Leaving out all images, return the entries below exactly.
===== Data to use =====
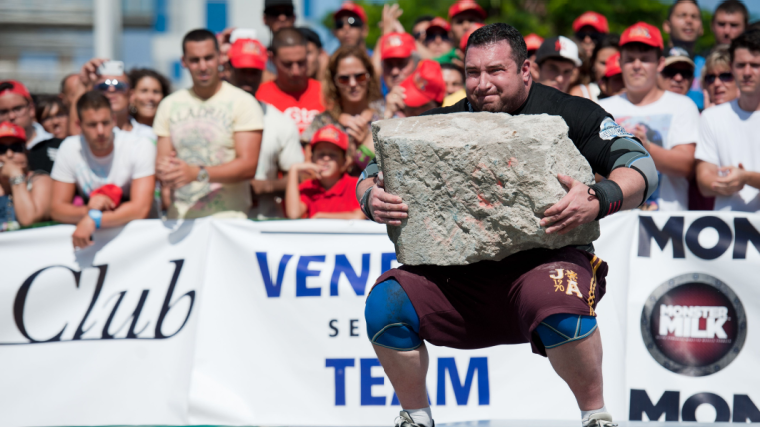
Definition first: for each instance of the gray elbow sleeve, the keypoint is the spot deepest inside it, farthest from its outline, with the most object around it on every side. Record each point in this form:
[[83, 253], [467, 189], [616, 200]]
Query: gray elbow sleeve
[[637, 157]]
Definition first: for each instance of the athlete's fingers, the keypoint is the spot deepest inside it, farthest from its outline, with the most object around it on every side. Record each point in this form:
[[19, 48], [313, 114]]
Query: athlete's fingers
[[556, 210], [378, 205]]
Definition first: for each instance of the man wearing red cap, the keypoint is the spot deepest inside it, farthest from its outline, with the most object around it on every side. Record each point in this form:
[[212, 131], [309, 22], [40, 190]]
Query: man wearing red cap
[[329, 191], [684, 25], [280, 147], [398, 56], [665, 122], [513, 300], [462, 15], [350, 24], [437, 39], [423, 90], [589, 29], [612, 82]]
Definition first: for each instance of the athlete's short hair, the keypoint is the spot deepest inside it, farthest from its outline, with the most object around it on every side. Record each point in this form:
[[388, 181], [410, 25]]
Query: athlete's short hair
[[199, 35], [747, 40], [494, 33], [729, 7], [287, 37]]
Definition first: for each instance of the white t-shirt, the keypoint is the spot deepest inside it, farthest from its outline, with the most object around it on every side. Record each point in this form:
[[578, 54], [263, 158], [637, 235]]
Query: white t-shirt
[[671, 120], [140, 130], [728, 136], [132, 158], [40, 135], [280, 149]]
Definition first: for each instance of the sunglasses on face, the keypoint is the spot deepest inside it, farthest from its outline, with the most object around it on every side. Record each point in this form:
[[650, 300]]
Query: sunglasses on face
[[350, 21], [345, 79], [15, 110], [430, 37], [16, 147], [672, 72], [724, 77], [118, 86]]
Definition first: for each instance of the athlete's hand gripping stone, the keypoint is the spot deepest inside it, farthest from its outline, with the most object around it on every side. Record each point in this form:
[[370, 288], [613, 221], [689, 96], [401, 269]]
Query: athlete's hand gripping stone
[[576, 208], [386, 208]]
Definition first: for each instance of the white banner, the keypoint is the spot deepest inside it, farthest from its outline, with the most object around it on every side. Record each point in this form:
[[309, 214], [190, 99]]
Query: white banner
[[243, 323]]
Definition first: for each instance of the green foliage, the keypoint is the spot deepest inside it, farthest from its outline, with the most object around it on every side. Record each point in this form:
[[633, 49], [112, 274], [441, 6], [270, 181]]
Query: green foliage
[[543, 17]]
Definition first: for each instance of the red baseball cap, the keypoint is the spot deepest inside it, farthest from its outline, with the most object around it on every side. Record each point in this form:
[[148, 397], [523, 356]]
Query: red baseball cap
[[397, 45], [424, 85], [465, 5], [613, 65], [533, 41], [18, 88], [592, 19], [351, 7], [440, 23], [466, 36], [330, 134], [248, 53], [641, 32], [9, 130]]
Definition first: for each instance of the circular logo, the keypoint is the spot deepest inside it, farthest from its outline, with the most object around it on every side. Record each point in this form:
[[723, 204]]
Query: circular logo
[[694, 325]]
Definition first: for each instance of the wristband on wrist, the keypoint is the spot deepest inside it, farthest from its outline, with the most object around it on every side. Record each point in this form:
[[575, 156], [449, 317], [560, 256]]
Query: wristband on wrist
[[610, 197], [96, 216], [364, 204]]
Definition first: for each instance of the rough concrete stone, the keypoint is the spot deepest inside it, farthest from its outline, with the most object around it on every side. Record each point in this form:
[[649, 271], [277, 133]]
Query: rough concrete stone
[[477, 184]]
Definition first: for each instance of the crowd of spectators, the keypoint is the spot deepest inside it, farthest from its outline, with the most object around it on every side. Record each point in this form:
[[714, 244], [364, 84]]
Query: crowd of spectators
[[283, 131]]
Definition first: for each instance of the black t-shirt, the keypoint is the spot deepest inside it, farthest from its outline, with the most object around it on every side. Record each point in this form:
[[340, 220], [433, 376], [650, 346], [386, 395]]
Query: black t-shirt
[[42, 155], [583, 117]]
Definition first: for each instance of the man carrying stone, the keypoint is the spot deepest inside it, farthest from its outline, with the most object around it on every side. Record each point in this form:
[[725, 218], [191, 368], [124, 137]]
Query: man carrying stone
[[513, 300]]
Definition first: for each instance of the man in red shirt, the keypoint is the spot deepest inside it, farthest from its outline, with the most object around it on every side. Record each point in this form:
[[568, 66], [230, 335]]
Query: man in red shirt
[[330, 191], [292, 92]]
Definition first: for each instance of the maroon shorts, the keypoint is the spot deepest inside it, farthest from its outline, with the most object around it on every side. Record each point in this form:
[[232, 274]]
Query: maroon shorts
[[501, 302]]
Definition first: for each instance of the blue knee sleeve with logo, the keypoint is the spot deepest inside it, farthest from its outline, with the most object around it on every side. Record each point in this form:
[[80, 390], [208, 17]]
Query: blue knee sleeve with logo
[[391, 319], [559, 329]]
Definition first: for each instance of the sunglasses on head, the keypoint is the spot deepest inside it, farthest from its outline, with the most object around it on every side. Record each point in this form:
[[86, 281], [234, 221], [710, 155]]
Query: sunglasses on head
[[431, 36], [672, 72], [345, 79], [16, 147], [595, 36], [724, 77], [118, 86], [350, 21], [275, 12]]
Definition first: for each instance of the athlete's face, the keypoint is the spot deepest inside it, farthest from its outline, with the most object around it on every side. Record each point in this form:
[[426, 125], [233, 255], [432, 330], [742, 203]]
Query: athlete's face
[[640, 68], [746, 69], [493, 81]]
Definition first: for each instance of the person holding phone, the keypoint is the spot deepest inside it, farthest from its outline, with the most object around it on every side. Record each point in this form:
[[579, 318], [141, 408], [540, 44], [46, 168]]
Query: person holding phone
[[109, 78]]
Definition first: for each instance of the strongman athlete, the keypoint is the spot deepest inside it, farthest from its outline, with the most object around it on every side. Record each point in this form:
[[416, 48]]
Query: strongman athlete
[[542, 296]]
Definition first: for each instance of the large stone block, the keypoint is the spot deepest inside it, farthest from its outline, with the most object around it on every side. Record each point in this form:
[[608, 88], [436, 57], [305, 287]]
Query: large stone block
[[477, 184]]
=====
● **Answer for this exercise**
Definition first: for each instance of the gray elbow sleeve, the keypoint is the spot deepest inside it, farthest from its outline, with the most object around it on every side. Record each point in this form:
[[83, 253], [467, 189], [616, 200]]
Query: gray elbow sleeve
[[637, 157]]
Definition first: for each instance of the athlete's fingers, the keypoint is the spot deepest inside it, farthest from its outline, with the most object around it on every side. Record each point in this form:
[[19, 48], [313, 114]]
Query: athlete's fingers
[[556, 210], [378, 205]]
Definition first: for each instance of the man wearing red cap, the keypoint is the spot deepest inside it, farthest from its outline, with the most object around it on every side. Record each point in this form:
[[212, 131], [309, 22], [40, 190]]
Query: man wearing red cap
[[329, 191], [684, 25], [280, 147], [398, 56], [665, 122], [513, 300], [462, 15], [350, 24], [437, 39], [423, 90], [589, 29], [612, 82]]
Definition first: for each instance of the athlete's short hair, the keypoint is the spot deepest inside it, farthest from its outline, with the most object around it on every side. Record each point in this form:
[[388, 181], [410, 25]]
Query: athlete's short hair
[[199, 35], [747, 40], [494, 33], [729, 7], [287, 37]]
Definition first: for each instance of the white t-shirt, the keypoint is the spot deepest inside it, farthest from its outline, with the most object around it on every side. Record each point in this form:
[[578, 54], [263, 158], [637, 235]]
Query: white t-shirt
[[671, 120], [140, 130], [728, 136], [132, 158], [40, 135], [280, 149]]
Definition first: for each instance of the sunglasses on face, the keypoint is the spot deepest inside it, farthest from its outline, with the most object around it on every side. Record each point in this form:
[[650, 300]]
Query: sunglasses on face
[[350, 21], [345, 79], [15, 110], [430, 37], [16, 147], [672, 72], [724, 77], [118, 86]]
Definition first: for each instance of the athlete's hand gripping stone, the keypoint is the spot deepest inside it, farthest from its outline, with the most object around it on every side. Record each point in this form:
[[370, 288], [613, 221], [689, 96], [401, 269]]
Query: athlete's hand gripping stone
[[576, 208], [386, 208]]
Definition first: for each instance of the white banner, the keypoint is the spot deepest inside it, farthest from its outline, with the most object around it on every side. Record each point in this form:
[[309, 214], [190, 99]]
Query: white banner
[[243, 323]]
Definition first: for each instance of the green foliage, the keypoint is the spot deepest inside it, farthest from its outline, with the most object around it on every side. Record each point in this form:
[[633, 49], [112, 274], [441, 6], [270, 181]]
Query: green foliage
[[543, 17]]
Definition first: for each instance of the red baseball cap, the keypoint is the spot deepest inside it, farthest from its outline, with the most object around it on every side. Record each point in this form:
[[148, 397], [523, 356]]
Query: red baseball cap
[[397, 45], [424, 85], [465, 5], [613, 65], [533, 41], [18, 88], [592, 19], [351, 7], [440, 23], [466, 36], [330, 134], [248, 53], [641, 32], [9, 130]]
Definition first: for each instance of the circular logo, the keypoint is the spot deepest inside it, farthest from its outline, with the most object around it on every side. Record each point in this form:
[[723, 204]]
Query: circular logo
[[694, 325]]
Definition first: for each instance of the wristband on wrist, the keypoint is the spot deepest inside it, farthest from its outline, with the most object around it on every side. Record each point in this form:
[[575, 156], [449, 317], [560, 256]]
Query: wristband on wrist
[[610, 197], [96, 216], [364, 204]]
Definition first: for each instance of the rough concrete stone, the keypoint is the spot deepest inside it, farthest from its outline, with the most object around it on every side. Record each point in this form:
[[649, 271], [277, 133]]
Query: rough concrete stone
[[477, 184]]
Definition first: for each instance of the crowd of spectators, the keypoint is the spot deepest inside it, farthest from its outline, with the most object around it on every side. Record each point in this form:
[[714, 244], [364, 84]]
Query: crowd of spectators
[[283, 131]]
Definition first: for each instance of the black t-shirt, the keypoint is the spot deepest inside it, farthest from its outline, with the most object around it on every side. Record each point in this form:
[[340, 220], [433, 376], [650, 346], [386, 395]]
Query: black t-shirt
[[42, 155], [583, 117]]
Definition first: for each instance of the man carrying stone, the keypoint is the spot deepest inside it, farthest from its outline, with the most object around it on every side. Record each point in this form:
[[725, 218], [191, 368], [124, 137]]
Query: man carrying stone
[[513, 300]]
Definition first: for each instance of the man in red shirt, the keypoint is the spot deepest inside it, farthest from its outline, with the most object around it on every side. Record each point in this form:
[[568, 66], [230, 335]]
Query: man in red shirt
[[330, 191], [292, 92]]
Definition first: for each instance of the maroon shorts, the keypoint is the spot deepest inside it, farthest from its outline, with the most object around it on every side. Record each point in this form:
[[232, 274]]
Query: maroon shorts
[[501, 302]]
Definition first: for each instance of the blue knee sleeve with logo, the keypoint is the spot deepest inside it, farthest from its outline, with the most object around it on every side. Record each point in this form:
[[80, 390], [208, 17]]
Query: blue knee sleeve with logo
[[391, 319], [559, 329]]
Definition first: for each instance of the sunglasses on head, the keypoint is the spot deepest inside it, farthest from its outline, with the most object around it on every side. Record each point in this form:
[[86, 281], [234, 221], [710, 155]]
Query: sunglasses on head
[[431, 36], [672, 72], [345, 79], [16, 147], [595, 36], [724, 77], [118, 86], [350, 21], [275, 12]]
Definition first: for each instance of the athlete's face, the keypoint is the spot deepest inside it, farthest from its outline, with the most object around it on every side. Record each point in this form:
[[426, 125], [233, 255], [432, 330], [742, 203]]
Query: athlete's face
[[640, 68], [746, 69], [493, 81]]
Definition first: for each instance of the person holding phone, the keypoint is the spot deepest inside it, farthest from its outline, with the most object around it on every side. Record each point in this form:
[[579, 318], [141, 408], [540, 44], [46, 168]]
Query: person holding phone
[[109, 78]]
Definition first: for each instance of the strongman athlete, the keypoint is the spot deepest inside it, farthest from its outline, with the most object around it on every side. Record each point in this form:
[[416, 48]]
Query: strongman athlete
[[542, 296]]
Definition first: for each instance of the large stone block, the keypoint is the spot deepest inside it, farthest from its outline, with the most object around it on every side. Record each point in this form:
[[608, 88], [436, 57], [305, 287]]
Query: large stone block
[[477, 184]]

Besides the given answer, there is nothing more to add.